**Problem requirements**
Rewrite every line of the records below as a Markdown table with the columns "Row" (a running number) and "Line" (the line itself), skipping blank lines. Leave the pictures out.
--- Given entries ---
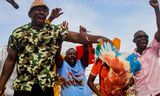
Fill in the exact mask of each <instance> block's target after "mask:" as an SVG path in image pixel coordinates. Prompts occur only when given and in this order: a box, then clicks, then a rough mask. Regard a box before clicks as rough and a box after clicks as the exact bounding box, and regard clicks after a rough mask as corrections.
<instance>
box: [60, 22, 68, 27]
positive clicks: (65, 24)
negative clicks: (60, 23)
mask: <svg viewBox="0 0 160 96" xmlns="http://www.w3.org/2000/svg"><path fill="white" fill-rule="evenodd" d="M61 27H62V28H64V29H68V22H66V21H64V22H63V23H62V24H61Z"/></svg>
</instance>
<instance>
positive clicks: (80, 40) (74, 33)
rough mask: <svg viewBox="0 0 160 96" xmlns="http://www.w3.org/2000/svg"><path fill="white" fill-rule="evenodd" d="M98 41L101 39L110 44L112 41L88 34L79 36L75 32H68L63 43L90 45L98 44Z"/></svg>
mask: <svg viewBox="0 0 160 96" xmlns="http://www.w3.org/2000/svg"><path fill="white" fill-rule="evenodd" d="M99 39H102V40H103V41H105V42H110V43H112V41H111V40H110V39H108V38H106V37H104V36H98V35H97V36H96V35H90V34H80V33H77V32H72V31H69V32H68V34H67V36H66V38H65V41H68V42H73V43H80V44H91V43H98V42H99V41H98V40H99Z"/></svg>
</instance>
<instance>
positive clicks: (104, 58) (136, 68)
---
**Exercise output**
| Row | Line |
|---|---|
| 1 | Fill in the exact mask of each <instance> block's target after "mask:" as an SVG path in image pixel coordinates. Prompts occur only when given and in this order: a box, then clicks, then a rough mask. Regard a box before clicks as rough and a box after clicks as the exact bounding box, and regard clicks after a rough mask as corrections. |
| 2 | <instance> |
| 3 | box: [60, 22, 68, 27] |
| 4 | positive clicks: (65, 24) |
| 5 | negative clicks: (60, 23) |
| 6 | mask: <svg viewBox="0 0 160 96" xmlns="http://www.w3.org/2000/svg"><path fill="white" fill-rule="evenodd" d="M61 27H62V28H64V29H68V22H66V21H64V22H63V23H62V24H61Z"/></svg> |
| 7 | </instance> |
| 8 | <instance> |
| 9 | positive clicks: (80, 40) (74, 33) |
| 10 | rough mask: <svg viewBox="0 0 160 96" xmlns="http://www.w3.org/2000/svg"><path fill="white" fill-rule="evenodd" d="M98 41L101 39L110 44L112 41L88 34L79 36L75 32H68L63 43L90 45L98 44Z"/></svg> |
| 11 | mask: <svg viewBox="0 0 160 96" xmlns="http://www.w3.org/2000/svg"><path fill="white" fill-rule="evenodd" d="M99 39H102V40H103V41H105V42H110V43H112V41H111V40H110V39H108V38H106V37H104V36H98V35H97V36H96V35H90V34H80V33H77V32H72V31H69V32H68V34H67V36H66V38H65V41H68V42H73V43H80V44H91V43H98V42H99V41H98V40H99Z"/></svg> |
| 12 | </instance> |
| 13 | <instance> |
| 14 | positive clicks: (104, 58) (136, 68) |